- Provided passage:
┄┄┄┄┄┄
St Hermengild, martyr, 586. St Guinoch, of Scotland, 9th century. St Caradoc, priest and martyr, 1124.
Born. – Jean Pierre Crousaz, Swiss divine, philosopher, and mathematician, 1663, Lausanne; Philip Louis, Duke of Orleans, 1747, St Cloud.
Died. – Henry, Duke of Rohan, French military commander, 1638, Switzerland; Charles Leslie, controversialist, 1722, Glaslough; George Frederick Handel, musical composer, 1759; Captain Hugh Clapperton, traveller, 1827; Sydney Lady Morgan, miscellaneous writer, 1859, London.
On this Day in Other Sources.
Having sent for Knox, to meet her, at Lochleven, he had an interview with her here, on the 13th of April [1563,] when she desired him, to endeavour to reconcile the Earl, and Countess of Argyle: On the morrow, he again met the Queen, at the hawking, on the westward of Kinross.
– Life of Mary, pp.78-98.
“From WYE’S LETTER, April 11.
Remainder of the Protest (beforemention’d) entered against passing the Salt Bill, viz.
┄┄┄┄┄┄
- Data extracts:
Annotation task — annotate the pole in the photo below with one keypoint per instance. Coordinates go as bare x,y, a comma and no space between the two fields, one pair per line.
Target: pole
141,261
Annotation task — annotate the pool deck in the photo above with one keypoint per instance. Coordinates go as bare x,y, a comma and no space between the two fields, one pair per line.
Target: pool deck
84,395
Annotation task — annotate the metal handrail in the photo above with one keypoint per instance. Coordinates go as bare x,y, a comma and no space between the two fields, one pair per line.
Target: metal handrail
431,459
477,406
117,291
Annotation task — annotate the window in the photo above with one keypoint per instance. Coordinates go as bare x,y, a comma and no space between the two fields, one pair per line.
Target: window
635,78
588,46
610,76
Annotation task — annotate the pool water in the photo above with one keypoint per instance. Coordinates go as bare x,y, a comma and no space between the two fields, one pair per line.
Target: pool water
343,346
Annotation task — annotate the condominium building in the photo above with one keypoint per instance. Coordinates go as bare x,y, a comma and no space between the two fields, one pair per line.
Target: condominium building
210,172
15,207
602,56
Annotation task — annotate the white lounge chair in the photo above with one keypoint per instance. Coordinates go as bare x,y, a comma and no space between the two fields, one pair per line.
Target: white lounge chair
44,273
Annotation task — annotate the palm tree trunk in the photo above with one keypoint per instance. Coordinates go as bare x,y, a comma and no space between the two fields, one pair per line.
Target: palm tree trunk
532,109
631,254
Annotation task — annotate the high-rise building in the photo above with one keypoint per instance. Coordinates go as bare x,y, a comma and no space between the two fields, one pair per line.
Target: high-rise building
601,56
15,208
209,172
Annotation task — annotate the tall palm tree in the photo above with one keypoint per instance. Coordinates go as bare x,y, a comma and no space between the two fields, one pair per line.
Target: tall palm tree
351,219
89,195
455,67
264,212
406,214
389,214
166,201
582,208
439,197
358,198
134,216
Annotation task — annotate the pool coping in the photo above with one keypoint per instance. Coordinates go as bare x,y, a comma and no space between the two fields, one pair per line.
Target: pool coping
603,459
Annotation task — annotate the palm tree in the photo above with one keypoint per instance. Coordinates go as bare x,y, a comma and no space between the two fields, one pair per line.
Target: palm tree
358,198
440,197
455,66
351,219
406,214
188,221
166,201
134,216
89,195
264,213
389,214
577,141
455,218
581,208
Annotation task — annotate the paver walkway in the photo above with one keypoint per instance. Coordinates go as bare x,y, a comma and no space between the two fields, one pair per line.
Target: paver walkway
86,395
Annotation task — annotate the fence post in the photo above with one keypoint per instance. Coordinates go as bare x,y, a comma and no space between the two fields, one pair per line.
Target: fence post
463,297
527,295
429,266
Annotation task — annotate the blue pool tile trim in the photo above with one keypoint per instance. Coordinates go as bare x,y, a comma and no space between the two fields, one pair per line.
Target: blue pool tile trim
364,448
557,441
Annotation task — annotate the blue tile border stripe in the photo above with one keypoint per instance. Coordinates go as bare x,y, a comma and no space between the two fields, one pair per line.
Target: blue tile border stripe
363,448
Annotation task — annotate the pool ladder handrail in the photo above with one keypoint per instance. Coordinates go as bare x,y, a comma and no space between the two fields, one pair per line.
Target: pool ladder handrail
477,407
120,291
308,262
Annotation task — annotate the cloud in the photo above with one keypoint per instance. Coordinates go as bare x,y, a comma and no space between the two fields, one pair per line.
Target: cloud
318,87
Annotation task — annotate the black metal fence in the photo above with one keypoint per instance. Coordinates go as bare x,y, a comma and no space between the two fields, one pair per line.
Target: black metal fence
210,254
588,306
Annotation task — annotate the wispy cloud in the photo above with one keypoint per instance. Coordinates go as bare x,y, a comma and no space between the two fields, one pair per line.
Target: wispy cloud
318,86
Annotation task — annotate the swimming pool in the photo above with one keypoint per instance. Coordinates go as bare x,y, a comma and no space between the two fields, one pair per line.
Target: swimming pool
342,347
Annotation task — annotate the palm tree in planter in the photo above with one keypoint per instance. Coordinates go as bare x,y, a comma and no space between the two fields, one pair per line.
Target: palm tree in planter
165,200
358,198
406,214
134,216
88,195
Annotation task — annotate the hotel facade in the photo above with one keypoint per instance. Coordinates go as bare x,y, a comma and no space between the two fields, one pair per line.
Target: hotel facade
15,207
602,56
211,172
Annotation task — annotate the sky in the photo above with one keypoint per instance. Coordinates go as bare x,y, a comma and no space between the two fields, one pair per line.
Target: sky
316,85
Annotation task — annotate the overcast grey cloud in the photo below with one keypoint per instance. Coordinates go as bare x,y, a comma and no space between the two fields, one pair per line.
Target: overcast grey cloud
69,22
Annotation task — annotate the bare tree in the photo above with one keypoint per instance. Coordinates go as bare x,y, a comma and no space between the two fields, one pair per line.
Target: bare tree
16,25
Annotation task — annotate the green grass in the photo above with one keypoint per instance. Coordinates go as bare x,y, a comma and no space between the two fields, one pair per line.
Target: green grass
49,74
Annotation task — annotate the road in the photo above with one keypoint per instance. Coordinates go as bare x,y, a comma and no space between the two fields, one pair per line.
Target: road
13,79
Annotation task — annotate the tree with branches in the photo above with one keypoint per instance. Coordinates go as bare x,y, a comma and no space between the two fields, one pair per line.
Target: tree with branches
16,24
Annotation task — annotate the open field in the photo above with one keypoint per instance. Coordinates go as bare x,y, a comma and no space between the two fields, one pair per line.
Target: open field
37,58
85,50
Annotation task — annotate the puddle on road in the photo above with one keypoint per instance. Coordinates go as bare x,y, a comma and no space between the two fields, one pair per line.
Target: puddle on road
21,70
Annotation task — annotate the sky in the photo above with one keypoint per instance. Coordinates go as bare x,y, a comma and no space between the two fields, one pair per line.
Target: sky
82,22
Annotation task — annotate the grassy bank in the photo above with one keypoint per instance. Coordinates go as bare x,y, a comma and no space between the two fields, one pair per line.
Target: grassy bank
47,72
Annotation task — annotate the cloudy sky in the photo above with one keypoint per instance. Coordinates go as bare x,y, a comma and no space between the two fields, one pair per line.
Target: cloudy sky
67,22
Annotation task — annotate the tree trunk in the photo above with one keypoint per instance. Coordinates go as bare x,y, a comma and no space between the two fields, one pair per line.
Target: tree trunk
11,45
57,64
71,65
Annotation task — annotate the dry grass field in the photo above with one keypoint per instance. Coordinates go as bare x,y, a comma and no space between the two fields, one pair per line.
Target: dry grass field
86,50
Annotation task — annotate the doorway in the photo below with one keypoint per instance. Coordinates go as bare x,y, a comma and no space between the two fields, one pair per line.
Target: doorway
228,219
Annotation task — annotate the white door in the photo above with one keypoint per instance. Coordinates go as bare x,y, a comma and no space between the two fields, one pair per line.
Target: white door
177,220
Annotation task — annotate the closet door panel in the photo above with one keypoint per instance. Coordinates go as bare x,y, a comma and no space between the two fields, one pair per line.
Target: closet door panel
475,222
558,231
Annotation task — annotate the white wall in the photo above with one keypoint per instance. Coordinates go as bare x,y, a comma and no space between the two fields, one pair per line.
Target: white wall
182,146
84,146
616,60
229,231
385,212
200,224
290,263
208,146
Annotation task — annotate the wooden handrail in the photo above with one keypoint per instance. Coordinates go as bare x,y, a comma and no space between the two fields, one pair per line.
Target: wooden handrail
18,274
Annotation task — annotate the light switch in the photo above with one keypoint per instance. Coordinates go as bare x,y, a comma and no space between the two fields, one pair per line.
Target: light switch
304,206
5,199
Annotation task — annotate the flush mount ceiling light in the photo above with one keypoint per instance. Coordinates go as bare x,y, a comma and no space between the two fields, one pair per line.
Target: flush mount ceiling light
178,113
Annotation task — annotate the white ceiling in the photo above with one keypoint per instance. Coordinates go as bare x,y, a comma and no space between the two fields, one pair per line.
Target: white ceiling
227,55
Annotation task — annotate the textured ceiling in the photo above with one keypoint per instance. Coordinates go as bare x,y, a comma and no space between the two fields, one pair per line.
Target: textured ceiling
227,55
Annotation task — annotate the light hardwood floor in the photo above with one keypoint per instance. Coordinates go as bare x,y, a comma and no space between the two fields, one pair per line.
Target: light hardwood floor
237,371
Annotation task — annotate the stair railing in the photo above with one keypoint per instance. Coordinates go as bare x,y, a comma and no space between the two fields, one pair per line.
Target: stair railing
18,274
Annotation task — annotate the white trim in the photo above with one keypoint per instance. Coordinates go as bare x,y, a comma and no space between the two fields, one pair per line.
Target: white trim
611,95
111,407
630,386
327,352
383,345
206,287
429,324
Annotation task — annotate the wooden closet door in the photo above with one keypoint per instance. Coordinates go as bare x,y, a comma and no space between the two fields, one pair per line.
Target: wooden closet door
┄┄┄┄┄┄
- Problem to work on: Name every person recorded under "Died." in the provided passage. The listing has no part in this.

- Written solution: Henry, Duke of Rohan; Charles Leslie; George Frederick Handel; Captain Hugh Clapperton; Sydney Lady Morgan.